══ Teks yang Diberikan ══

Keluarga sebagai tanda penyelamatan
Acara syukuran diadakan di rumah keluarga Agustinus Suwarno Warnomiharjo, Semagung, Sendangsono, Paroki Promasan. Itu diawali dengan Perayaan Ekaristi.
Rumah itu terletak di lereng bagianatas Gua Maria Sendangsono; kurang lebih satu kilometer dari Gereja Santa Perawan Maria Lourdes Promasan.
Dalam sapaan pembukanya, Romo Sariyanto Wiryo Putro menekankan antara lain sebagai berikut: “Perkawinan Katolik adalah Sakramen; tanda kehadiran Tuhan yang menyelamatkan,“ ungkap alumnus Seminari Mertoyudan elas KPA tahun 1981 ini.
“Keluarga Katolik harus menjadi tanda dan sarana yang menyelamatkan. Itu berarti menyelamatkan keluarga sendiri, juga menyelamatkan keluarga-keluarga tetangga di lingkungannya,” imbuh imam diosesan KAS yang juga berasal dari kawasan ini.
Hadir dalam perayaan syukur itu warga Dusun Semagung, anak serta cucu-cucu, beberapa ibu dari Rumah Panti Jompo Boro, para suster Kongregasi OSF Komunitas Boro.
Anak kembar
Hampir seluruh keluarga di Dusun Semagung ini hidup sebagai petani. Mereka menanam ubi, jagung, dan memelihara ternak ala kadarnya seperti beberapa ekor kambing dan ayam atau sapi. Hidup mereka diunggah dari hasil pertanian, keluarga sederhana.
Dari keluarga seperti itu, 80 tahun yang lalu Agustitus Suwarno dilahirkan sebagai anak kembar dampit: lelaki dan perempuan.
Saudari kembar Suwarno oleh orangtuanya diberi nama Suwarni. Di kemudian hari, Suwarni ini menjadi suster biarawati Kongregasi Suster Santo Fransiskus dari Tobat dan Cinta Kasih Kristiani (OSF Semarang). Ia kemudian memakai nama biara Sr. M. Yosea OSF.
Selama tujuh tahun terakhir ini, Sr. Yosea OSF berkarya menjadi pendamping rumah jompo di Komunitas Suster OSF Boro.
Selain merayakan pesta HUP ke-50, sepasang saudara kembar dampit ini yakni Agustinus Suwarno Warnomiharjo dan Sr. M. Yosea OSF juga mendapat anugerah istimewa. Mereka diberi umur panjang merayakan hari kelahirannya yang ke-80.

═══
══ Data yang Diberikan ══

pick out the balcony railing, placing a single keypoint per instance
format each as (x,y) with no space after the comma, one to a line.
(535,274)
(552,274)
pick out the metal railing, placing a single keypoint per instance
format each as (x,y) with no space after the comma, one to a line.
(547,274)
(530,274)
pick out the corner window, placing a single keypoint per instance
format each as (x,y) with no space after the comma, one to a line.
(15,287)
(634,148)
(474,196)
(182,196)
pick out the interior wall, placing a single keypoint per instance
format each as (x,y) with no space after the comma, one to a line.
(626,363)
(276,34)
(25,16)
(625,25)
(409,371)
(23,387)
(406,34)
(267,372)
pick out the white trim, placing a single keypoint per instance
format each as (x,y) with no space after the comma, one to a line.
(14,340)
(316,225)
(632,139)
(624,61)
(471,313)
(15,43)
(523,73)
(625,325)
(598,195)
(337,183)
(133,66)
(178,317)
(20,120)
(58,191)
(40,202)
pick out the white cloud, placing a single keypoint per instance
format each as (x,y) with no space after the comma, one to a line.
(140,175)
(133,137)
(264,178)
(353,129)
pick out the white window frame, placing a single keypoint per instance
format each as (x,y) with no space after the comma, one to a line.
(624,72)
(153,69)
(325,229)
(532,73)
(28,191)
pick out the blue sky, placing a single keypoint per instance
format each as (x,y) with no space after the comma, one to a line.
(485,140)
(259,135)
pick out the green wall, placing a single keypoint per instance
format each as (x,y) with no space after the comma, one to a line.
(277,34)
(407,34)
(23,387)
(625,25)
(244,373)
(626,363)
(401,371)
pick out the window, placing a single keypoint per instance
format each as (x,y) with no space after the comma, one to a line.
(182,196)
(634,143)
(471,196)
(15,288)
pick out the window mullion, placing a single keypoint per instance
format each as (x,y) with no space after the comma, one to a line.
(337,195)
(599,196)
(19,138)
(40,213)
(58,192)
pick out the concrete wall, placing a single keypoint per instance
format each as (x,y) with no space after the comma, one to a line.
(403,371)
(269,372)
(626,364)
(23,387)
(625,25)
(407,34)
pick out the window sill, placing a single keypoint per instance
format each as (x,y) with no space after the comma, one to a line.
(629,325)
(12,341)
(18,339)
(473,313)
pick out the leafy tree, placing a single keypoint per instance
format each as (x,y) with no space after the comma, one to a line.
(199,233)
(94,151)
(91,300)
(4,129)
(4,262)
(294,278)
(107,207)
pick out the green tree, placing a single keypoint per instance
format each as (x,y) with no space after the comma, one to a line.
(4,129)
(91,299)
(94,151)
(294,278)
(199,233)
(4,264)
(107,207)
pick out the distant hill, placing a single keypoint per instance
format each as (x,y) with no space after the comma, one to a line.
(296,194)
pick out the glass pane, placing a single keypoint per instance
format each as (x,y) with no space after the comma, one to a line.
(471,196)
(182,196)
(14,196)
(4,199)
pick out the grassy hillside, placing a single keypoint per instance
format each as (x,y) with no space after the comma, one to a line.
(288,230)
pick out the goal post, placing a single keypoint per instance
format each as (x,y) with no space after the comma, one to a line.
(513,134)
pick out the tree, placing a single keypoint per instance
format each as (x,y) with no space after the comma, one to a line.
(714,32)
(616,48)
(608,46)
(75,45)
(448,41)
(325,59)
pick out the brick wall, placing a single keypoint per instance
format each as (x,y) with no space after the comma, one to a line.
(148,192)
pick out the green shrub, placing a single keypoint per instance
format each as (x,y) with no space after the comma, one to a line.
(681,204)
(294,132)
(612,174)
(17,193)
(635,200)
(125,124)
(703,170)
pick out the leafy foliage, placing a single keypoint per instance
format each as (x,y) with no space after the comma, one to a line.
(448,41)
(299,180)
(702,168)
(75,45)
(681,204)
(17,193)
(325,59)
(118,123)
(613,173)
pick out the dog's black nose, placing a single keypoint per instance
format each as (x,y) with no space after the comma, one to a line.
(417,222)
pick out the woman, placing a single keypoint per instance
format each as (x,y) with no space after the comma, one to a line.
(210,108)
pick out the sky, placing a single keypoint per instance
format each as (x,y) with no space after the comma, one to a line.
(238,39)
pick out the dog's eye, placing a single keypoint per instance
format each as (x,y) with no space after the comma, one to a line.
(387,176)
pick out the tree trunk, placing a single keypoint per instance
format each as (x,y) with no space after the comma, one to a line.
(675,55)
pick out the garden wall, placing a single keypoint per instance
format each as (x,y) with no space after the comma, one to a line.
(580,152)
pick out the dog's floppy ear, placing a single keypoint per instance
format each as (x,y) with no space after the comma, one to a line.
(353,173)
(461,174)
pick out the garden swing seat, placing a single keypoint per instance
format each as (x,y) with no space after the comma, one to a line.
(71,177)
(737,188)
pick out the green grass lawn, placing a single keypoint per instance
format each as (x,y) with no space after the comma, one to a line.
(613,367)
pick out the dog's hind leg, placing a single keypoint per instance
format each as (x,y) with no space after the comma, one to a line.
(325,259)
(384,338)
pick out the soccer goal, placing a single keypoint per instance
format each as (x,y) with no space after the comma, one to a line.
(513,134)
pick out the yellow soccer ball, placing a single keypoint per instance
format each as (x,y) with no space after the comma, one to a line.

═══

* Permintaan
Tolong tulis kembali bagian teks yang dimulai pada kata "Hadir dalam perayaan" dan berakhir setelah "OSF Komunitas Boro.", lalu tukar "warga" dengan "penduduk". Item-item tersebut merupakan bahan yang terpisah dari teks.

* Jawaban Latihan
Hadir dalam perayaan syukur itu penduduk Dusun Semagung, anak serta cucu-cucu, beberapa ibu dari Rumah Panti Jompo Boro, para suster Kongregasi OSF Komunitas Boro.